Retype every entry exactly, character for character.
--- START ---
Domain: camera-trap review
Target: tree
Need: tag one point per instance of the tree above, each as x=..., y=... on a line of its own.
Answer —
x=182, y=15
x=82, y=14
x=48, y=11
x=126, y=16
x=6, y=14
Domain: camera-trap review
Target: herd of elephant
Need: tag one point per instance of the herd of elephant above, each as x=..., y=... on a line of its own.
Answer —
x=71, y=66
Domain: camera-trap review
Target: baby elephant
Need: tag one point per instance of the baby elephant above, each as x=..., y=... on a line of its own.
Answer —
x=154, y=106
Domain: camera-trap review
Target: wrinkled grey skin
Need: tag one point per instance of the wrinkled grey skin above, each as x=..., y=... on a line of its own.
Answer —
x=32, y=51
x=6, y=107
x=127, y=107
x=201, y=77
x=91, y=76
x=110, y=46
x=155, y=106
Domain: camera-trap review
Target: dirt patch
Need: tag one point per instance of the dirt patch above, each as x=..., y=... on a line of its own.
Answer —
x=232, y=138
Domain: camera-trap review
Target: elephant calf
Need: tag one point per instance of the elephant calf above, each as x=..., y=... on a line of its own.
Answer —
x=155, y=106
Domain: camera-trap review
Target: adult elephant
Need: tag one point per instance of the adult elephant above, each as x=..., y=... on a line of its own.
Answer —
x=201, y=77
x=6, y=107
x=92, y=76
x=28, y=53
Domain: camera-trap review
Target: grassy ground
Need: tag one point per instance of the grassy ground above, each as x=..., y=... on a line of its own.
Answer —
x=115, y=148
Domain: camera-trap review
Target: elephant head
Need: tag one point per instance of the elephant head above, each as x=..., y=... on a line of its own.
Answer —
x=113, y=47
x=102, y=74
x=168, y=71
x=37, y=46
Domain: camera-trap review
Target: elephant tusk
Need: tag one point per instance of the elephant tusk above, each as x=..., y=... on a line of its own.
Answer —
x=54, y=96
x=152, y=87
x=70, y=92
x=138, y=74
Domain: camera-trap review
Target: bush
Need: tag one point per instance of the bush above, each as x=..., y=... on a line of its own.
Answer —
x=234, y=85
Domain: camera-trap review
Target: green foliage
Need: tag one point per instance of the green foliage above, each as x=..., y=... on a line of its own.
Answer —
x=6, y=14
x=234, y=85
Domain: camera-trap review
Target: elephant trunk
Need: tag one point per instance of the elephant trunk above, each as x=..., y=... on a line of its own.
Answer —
--- END ---
◆ Response:
Domain: camera-trap review
Target: tree
Need: tag one point per instance of the tree above, each as x=..., y=... on a line of its own.
Answer —
x=182, y=15
x=82, y=14
x=48, y=11
x=126, y=16
x=6, y=14
Domain: camera-trap review
Target: herd of elephant
Need: tag one point per instance of the herd of elephant above, each as x=..., y=... on a line of its own.
Answer —
x=71, y=66
Domain: camera-trap review
Target: baby elephant
Need: tag one point per instance of the baby elephant above, each as x=..., y=... on a line of its own.
Answer —
x=154, y=106
Domain: camera-trap review
Target: wrinkled grey skin
Need: tag one point per instance of the wrinkled grey skin above, each as x=..., y=... on a line of its own.
Answer —
x=32, y=51
x=6, y=107
x=127, y=107
x=201, y=77
x=91, y=76
x=110, y=46
x=155, y=106
Domain: camera-trap review
Target: dirt patch
Need: tag one point per instance of the dirt patch above, each as x=..., y=... on a line of its own.
Answer —
x=232, y=138
Domain: camera-trap review
Target: elephant calf
Need: tag one point per instance of the elephant calf above, each as x=..., y=... on a line of its own.
Answer —
x=155, y=106
Domain: camera-trap review
Target: adult elephant
Need: tag one point per instance of the adult elephant above, each as x=..., y=... on a line of its own.
Answer —
x=201, y=77
x=6, y=107
x=92, y=76
x=28, y=53
Domain: camera-trap review
Target: grassy ground
Need: tag one point per instance of the grassy ground above, each as x=..., y=... on a line of its own.
Answer —
x=115, y=148
Domain: camera-trap review
Target: elephant head
Need: tag one point per instance of the elephant head above, each as x=..., y=... on a line of its own.
Answer —
x=113, y=47
x=102, y=74
x=168, y=71
x=37, y=46
Domain: camera-trap review
Target: elephant tusk
Need: tag one point per instance of the elephant tusk above, each as x=..., y=... on a line of its own.
Answer —
x=54, y=96
x=152, y=87
x=70, y=92
x=138, y=74
Domain: camera-trap review
Target: bush
Need: tag one point per instance of the bush above, each as x=..., y=... on a line of its own.
Answer —
x=234, y=85
Domain: camera-trap review
Target: green foliage
Need: tag one point per instance of the green foliage above, each as x=..., y=... on a line of its own.
Answer —
x=6, y=14
x=234, y=85
Domain: camera-trap review
Target: elephant trunk
Need: tag one point per instance of the elephant trunk above, each as x=..., y=... on a line of its own.
Answer —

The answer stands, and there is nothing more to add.